§ **Exercise task**: Could you rename "every instance" to "all instances" in each of the records below and give them back otherwise unchanged?

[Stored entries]
-.-.-

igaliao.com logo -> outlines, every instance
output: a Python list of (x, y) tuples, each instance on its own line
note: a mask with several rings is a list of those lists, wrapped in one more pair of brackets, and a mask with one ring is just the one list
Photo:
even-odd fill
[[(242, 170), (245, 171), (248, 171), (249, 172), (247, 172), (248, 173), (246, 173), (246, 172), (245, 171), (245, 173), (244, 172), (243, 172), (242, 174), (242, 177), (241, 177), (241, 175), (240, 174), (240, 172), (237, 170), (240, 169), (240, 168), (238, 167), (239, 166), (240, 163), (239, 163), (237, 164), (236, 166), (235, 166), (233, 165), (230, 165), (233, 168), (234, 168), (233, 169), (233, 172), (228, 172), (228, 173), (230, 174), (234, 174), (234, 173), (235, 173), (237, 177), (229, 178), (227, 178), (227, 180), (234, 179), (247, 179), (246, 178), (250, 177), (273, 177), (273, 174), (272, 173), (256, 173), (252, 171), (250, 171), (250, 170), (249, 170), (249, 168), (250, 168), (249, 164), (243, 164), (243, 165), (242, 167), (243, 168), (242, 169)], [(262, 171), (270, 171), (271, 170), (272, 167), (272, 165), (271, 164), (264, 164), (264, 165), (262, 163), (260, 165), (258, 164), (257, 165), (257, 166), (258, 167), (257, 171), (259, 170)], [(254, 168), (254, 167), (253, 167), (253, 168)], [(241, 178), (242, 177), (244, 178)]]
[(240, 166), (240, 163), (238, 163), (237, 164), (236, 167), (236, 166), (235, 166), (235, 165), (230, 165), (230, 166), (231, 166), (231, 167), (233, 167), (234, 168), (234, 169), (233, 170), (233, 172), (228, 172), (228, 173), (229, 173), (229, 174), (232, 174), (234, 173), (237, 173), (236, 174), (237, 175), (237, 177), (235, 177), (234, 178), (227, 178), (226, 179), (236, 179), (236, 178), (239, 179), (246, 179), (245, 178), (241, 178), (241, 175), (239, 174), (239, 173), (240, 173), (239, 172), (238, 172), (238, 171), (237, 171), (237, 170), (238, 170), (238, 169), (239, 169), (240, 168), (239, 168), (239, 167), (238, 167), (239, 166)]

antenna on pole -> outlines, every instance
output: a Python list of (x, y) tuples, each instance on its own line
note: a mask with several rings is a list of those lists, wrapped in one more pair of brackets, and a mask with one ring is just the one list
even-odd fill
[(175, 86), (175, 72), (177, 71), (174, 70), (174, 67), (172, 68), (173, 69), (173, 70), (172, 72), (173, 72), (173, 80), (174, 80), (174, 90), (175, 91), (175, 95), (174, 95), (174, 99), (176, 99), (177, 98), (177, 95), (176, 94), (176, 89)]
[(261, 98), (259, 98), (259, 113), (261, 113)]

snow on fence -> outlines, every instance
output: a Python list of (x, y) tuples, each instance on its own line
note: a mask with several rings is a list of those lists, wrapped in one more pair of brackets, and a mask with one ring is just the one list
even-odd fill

-.-.-

§ **Finished answer**:
igaliao.com logo -> outlines, all instances
output: a Python list of (x, y) tuples, each instance on its own line
note: a mask with several rings is a list of those lists, wrapped in one more pair of brackets, and a mask with one ring is just the one list
Photo:
even-odd fill
[[(242, 170), (245, 171), (248, 171), (249, 172), (247, 172), (248, 173), (246, 173), (246, 172), (245, 171), (245, 173), (244, 172), (243, 172), (242, 174), (242, 177), (241, 177), (241, 175), (240, 174), (240, 172), (237, 170), (240, 169), (240, 168), (238, 167), (239, 166), (240, 163), (239, 163), (237, 164), (236, 166), (235, 166), (233, 165), (230, 165), (233, 168), (234, 168), (233, 169), (233, 172), (228, 172), (228, 173), (230, 174), (234, 174), (234, 173), (235, 173), (237, 177), (229, 178), (227, 178), (227, 180), (234, 179), (247, 179), (246, 178), (250, 177), (273, 177), (273, 174), (272, 173), (256, 173), (252, 171), (250, 171), (250, 170), (249, 170), (249, 168), (250, 168), (249, 164), (243, 164), (243, 165), (242, 167), (243, 168), (242, 169)], [(262, 171), (270, 171), (271, 170), (272, 167), (272, 165), (271, 164), (264, 164), (264, 165), (262, 163), (260, 165), (258, 164), (257, 165), (257, 166), (258, 167), (257, 171), (259, 170)], [(254, 168), (254, 167), (253, 167), (253, 168)], [(241, 178), (242, 177), (244, 178)]]
[(240, 166), (240, 163), (238, 163), (237, 164), (236, 167), (236, 166), (235, 166), (235, 165), (230, 165), (230, 166), (231, 166), (231, 167), (233, 167), (234, 168), (234, 169), (233, 170), (233, 172), (228, 172), (228, 173), (229, 173), (229, 174), (232, 174), (234, 173), (237, 173), (236, 174), (237, 175), (237, 177), (235, 177), (234, 178), (227, 178), (226, 179), (236, 179), (236, 178), (239, 179), (246, 179), (245, 178), (241, 178), (241, 175), (239, 174), (239, 173), (240, 173), (239, 172), (238, 172), (238, 171), (237, 171), (237, 170), (238, 170), (238, 169), (239, 169), (240, 168), (239, 168), (239, 167), (238, 167), (239, 166)]

antenna on pole -> outlines, all instances
output: a Python list of (x, y) tuples, each instance on its own line
note: a mask with several rings is a list of those lists, wrapped in one more pair of brackets, and a mask with one ring is just the one list
even-odd fill
[(175, 86), (175, 72), (177, 71), (174, 70), (174, 67), (172, 68), (173, 69), (173, 70), (172, 72), (173, 72), (173, 80), (174, 80), (174, 90), (175, 91), (175, 95), (174, 95), (174, 99), (176, 99), (177, 98), (177, 95), (176, 94), (176, 89)]
[(261, 98), (259, 98), (259, 113), (261, 113)]

snow on fence -> outlines, all instances
output: a Python list of (x, y) tuples, each instance on its own line
note: a mask with several rings is a list of those lists, wrapped in one more pair of brackets, and a mask with one ring is just the one list
even-odd fill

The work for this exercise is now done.